→ PROBLEM STATEMENT
Every entry must be duplicated word for word.

→ PROVIDED INFORMATION
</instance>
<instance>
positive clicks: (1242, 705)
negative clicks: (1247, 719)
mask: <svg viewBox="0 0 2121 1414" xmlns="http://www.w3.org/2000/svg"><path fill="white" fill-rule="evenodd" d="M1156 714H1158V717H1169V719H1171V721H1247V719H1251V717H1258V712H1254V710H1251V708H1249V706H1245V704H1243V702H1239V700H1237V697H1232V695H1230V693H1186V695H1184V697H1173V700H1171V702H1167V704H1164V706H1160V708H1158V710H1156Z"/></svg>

→ RESPONSE TO THE TASK
</instance>
<instance>
positive clicks: (1242, 705)
negative clicks: (1247, 719)
mask: <svg viewBox="0 0 2121 1414" xmlns="http://www.w3.org/2000/svg"><path fill="white" fill-rule="evenodd" d="M1156 714H1158V717H1169V719H1171V721H1247V719H1251V717H1258V712H1254V710H1251V708H1249V706H1245V704H1243V702H1239V700H1237V697H1232V695H1230V693H1186V695H1184V697H1173V700H1171V702H1167V704H1164V706H1160V708H1158V710H1156Z"/></svg>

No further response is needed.